[Start of section]
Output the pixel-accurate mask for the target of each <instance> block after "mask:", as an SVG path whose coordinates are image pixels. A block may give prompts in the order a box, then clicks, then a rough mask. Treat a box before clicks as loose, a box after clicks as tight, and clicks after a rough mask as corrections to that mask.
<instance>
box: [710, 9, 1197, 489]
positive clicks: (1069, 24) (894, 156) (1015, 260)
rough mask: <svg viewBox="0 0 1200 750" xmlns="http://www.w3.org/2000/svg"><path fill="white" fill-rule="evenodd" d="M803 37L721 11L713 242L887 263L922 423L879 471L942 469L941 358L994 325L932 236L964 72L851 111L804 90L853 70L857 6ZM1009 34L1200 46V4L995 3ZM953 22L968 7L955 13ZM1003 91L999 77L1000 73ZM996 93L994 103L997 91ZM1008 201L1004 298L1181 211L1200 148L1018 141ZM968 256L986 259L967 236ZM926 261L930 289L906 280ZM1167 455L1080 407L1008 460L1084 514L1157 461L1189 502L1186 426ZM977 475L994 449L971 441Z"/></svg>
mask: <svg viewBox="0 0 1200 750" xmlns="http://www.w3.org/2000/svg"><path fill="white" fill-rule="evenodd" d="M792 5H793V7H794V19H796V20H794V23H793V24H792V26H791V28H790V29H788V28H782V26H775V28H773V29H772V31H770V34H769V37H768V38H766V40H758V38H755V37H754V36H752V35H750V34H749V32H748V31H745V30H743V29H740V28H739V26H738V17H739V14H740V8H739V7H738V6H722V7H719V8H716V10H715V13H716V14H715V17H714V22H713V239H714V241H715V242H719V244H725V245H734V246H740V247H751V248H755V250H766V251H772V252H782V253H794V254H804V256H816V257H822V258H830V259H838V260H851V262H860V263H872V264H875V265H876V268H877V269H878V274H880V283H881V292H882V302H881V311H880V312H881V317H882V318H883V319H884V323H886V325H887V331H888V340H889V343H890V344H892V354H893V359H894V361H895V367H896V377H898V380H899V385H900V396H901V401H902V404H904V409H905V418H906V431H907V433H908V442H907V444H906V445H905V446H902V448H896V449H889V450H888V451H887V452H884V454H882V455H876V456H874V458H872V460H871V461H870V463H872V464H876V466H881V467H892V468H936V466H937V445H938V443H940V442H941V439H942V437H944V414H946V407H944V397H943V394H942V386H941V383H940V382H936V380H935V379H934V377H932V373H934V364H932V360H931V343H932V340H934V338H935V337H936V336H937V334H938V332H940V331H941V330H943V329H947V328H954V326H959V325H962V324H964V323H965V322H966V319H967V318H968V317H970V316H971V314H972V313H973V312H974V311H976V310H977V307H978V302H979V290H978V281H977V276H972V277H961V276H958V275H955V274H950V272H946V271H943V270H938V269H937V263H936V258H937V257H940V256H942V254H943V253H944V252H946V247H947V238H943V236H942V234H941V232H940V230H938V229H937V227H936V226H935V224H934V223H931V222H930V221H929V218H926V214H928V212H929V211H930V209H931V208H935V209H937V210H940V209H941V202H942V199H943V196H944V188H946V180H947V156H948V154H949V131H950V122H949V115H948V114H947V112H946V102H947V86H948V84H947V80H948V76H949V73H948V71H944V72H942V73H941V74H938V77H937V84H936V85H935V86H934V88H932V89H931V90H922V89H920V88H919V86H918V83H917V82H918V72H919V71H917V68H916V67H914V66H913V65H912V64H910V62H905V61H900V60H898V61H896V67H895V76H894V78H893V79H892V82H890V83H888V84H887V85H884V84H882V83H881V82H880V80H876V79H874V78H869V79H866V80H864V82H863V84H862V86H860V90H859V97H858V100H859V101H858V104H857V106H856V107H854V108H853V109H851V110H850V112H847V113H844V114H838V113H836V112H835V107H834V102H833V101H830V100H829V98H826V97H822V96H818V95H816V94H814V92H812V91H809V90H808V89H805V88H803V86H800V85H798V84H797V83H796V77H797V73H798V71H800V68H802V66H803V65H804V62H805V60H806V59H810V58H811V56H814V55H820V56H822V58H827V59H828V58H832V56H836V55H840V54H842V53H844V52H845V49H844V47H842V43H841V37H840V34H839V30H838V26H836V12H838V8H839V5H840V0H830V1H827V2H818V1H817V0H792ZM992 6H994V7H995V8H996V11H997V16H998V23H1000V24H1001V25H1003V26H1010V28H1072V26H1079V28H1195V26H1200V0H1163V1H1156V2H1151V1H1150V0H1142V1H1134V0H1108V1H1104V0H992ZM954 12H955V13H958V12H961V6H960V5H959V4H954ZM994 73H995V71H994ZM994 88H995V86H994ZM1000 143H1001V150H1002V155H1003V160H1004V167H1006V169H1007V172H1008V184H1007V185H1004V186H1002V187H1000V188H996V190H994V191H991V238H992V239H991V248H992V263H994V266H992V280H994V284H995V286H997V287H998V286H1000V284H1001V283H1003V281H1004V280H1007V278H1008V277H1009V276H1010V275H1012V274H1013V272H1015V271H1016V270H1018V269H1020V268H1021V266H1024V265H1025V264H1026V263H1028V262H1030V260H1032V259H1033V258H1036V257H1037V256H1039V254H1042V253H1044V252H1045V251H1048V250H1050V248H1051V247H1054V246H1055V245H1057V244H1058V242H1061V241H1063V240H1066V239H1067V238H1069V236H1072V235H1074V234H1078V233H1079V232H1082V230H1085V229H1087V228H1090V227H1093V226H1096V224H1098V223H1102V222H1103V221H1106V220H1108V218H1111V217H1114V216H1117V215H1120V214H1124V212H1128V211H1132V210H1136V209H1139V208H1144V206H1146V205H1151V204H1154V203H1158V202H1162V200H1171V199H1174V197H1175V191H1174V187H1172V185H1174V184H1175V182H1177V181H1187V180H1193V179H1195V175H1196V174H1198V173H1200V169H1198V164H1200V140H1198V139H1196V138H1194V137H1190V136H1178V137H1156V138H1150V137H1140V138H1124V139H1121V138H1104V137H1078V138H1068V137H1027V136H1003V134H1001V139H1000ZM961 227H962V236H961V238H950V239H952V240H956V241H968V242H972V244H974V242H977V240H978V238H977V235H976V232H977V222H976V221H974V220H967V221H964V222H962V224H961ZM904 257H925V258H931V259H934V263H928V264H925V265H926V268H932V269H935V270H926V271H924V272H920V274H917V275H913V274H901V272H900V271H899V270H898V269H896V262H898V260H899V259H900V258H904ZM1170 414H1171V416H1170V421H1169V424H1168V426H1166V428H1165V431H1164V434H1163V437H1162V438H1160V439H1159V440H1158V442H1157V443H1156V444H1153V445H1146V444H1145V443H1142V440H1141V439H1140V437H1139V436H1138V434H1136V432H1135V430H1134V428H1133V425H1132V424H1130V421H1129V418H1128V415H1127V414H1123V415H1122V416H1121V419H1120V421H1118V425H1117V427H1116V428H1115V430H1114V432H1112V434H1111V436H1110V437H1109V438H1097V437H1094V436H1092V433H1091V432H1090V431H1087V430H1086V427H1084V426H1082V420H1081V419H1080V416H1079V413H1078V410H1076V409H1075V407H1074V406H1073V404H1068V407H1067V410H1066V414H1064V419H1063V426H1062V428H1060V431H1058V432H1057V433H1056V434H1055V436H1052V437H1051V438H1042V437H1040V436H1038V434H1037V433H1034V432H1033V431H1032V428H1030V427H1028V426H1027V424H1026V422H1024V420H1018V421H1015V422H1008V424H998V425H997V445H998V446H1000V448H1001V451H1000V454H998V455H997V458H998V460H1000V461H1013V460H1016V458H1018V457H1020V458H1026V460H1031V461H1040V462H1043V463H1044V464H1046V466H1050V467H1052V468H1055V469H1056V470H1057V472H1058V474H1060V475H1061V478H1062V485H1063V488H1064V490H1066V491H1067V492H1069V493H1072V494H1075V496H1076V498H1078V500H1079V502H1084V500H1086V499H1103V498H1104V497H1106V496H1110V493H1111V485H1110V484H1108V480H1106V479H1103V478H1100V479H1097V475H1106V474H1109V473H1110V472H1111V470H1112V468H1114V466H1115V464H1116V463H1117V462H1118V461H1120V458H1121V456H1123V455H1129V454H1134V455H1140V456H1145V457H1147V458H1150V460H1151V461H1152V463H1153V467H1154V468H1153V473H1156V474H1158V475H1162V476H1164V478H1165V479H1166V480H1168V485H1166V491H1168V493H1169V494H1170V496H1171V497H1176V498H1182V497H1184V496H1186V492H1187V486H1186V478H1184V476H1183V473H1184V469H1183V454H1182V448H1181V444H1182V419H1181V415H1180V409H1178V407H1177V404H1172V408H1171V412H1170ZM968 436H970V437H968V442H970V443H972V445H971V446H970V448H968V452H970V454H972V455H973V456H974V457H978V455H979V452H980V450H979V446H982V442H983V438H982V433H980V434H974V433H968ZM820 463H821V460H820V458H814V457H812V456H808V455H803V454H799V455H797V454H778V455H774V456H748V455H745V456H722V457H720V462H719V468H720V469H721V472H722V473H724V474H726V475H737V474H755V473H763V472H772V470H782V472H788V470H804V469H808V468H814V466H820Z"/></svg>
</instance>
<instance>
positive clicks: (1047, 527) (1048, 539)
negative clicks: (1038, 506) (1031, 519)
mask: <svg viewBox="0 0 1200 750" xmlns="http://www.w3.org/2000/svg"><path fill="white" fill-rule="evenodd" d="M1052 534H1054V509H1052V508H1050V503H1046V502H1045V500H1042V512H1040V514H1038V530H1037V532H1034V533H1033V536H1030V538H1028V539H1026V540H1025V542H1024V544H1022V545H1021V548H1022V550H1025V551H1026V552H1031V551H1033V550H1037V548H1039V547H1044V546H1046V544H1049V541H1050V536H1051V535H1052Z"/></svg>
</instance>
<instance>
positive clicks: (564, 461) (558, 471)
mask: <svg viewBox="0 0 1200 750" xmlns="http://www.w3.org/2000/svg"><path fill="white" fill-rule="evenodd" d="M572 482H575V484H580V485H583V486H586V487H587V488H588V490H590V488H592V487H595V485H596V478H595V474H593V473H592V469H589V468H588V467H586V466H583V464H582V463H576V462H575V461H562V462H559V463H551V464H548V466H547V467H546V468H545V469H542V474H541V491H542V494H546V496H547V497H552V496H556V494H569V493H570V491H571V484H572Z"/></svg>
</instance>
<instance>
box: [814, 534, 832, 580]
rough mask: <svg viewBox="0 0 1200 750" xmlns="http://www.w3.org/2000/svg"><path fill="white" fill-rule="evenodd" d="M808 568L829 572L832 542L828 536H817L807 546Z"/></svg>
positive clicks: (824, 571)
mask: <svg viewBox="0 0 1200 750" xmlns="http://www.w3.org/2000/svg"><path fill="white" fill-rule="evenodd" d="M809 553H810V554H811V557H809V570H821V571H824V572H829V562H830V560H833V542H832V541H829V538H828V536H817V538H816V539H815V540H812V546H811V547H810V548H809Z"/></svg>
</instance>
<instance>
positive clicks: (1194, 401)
[End of section]
## What you will do
From the rows above, copy out every line that contains the word "positive". The match is case-sensitive.

## Written reply
positive clicks: (1069, 24) (894, 156) (1015, 260)
positive clicks: (1047, 527) (1048, 539)
positive clicks: (564, 461) (558, 471)
positive clicks: (824, 571)
positive clicks: (1194, 401)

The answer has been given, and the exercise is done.